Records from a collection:
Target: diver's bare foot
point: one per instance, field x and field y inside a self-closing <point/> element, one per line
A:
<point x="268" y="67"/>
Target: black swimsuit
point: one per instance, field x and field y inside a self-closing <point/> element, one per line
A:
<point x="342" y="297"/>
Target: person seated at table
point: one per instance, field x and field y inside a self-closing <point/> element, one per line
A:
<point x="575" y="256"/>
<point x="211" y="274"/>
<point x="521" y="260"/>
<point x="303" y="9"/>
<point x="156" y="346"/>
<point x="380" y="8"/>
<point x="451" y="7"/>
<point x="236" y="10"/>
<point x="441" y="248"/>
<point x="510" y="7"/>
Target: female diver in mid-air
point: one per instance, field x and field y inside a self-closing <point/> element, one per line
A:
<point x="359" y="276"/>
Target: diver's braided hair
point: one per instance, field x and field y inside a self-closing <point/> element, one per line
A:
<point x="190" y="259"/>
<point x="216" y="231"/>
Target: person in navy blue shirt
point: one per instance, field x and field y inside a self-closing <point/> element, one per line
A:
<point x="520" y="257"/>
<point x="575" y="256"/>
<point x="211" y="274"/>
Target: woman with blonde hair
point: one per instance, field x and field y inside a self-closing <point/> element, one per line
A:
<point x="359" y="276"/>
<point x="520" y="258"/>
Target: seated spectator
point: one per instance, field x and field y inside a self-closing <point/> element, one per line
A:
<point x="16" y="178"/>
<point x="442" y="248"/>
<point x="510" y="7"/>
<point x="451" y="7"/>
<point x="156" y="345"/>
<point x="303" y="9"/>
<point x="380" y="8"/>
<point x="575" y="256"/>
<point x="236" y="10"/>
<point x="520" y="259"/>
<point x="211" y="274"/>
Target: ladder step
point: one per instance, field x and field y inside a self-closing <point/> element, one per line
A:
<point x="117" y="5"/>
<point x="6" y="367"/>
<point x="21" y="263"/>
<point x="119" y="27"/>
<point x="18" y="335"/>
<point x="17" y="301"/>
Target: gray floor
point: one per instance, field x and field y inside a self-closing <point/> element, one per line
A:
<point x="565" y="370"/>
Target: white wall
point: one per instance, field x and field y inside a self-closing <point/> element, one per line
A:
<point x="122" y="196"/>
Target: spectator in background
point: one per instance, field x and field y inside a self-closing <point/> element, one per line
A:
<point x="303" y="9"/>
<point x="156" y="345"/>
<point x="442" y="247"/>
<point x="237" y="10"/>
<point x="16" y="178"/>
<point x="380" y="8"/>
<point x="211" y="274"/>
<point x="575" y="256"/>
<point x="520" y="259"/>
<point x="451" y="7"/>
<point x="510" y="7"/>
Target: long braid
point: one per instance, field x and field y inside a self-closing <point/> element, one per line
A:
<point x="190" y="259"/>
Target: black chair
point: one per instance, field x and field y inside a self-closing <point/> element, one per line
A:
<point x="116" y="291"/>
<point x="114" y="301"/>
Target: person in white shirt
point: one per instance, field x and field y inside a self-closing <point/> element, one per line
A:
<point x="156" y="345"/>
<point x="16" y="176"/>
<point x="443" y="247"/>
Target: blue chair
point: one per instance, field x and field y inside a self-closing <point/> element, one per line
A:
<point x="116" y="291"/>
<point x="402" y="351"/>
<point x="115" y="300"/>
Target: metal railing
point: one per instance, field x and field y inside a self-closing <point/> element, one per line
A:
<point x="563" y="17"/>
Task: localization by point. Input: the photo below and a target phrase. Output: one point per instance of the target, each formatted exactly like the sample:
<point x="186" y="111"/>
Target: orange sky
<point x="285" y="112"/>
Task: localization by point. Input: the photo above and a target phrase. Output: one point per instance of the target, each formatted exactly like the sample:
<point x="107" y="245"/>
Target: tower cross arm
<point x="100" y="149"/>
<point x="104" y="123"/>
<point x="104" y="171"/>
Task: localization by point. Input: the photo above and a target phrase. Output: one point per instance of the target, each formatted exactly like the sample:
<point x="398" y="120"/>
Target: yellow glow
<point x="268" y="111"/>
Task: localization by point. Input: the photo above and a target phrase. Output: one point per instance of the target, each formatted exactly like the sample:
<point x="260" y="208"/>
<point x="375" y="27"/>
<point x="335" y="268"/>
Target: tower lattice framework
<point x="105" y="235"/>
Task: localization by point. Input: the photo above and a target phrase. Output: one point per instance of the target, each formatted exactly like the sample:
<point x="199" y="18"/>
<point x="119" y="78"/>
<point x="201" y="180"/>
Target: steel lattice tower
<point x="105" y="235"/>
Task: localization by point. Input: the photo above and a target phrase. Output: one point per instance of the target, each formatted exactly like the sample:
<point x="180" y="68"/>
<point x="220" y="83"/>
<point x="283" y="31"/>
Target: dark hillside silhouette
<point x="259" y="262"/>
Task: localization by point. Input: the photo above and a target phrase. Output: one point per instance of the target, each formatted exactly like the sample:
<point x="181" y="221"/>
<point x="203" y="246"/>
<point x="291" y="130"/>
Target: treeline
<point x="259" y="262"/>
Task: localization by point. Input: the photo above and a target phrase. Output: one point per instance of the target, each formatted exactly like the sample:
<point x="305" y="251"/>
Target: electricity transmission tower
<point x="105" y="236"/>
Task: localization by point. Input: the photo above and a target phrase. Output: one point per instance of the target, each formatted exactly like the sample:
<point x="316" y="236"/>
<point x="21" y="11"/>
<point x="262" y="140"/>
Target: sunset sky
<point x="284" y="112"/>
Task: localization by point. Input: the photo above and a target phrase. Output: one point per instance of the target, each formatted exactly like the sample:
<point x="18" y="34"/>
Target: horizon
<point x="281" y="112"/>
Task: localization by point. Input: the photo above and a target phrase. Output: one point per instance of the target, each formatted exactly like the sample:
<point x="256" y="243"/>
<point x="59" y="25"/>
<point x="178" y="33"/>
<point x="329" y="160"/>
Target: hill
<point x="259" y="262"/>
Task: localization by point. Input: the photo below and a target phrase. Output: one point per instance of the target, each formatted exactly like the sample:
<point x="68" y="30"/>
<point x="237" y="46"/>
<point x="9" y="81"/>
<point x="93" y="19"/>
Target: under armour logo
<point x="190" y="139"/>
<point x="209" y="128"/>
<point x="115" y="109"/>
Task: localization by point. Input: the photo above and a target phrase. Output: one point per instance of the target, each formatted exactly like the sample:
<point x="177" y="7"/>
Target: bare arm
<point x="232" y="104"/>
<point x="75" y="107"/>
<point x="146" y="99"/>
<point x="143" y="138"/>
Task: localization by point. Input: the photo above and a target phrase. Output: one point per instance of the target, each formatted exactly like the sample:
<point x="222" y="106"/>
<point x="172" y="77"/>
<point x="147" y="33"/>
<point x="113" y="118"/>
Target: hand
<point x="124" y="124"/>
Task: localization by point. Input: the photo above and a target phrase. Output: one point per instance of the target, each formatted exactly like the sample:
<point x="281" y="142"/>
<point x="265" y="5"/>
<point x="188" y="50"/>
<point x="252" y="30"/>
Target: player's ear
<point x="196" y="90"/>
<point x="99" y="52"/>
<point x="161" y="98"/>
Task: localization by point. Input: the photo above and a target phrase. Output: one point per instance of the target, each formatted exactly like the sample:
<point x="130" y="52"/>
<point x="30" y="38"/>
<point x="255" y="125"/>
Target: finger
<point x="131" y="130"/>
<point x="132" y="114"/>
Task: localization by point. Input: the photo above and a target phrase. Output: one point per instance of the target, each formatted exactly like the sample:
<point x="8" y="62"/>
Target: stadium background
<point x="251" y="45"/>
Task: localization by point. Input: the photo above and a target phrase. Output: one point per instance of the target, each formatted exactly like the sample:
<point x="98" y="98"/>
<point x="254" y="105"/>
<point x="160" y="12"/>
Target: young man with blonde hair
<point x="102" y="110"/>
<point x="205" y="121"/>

* _Requirement_
Check each line above for the string "spectator" and report how many lines have it, giving only the number.

* _Response for this exercise_
2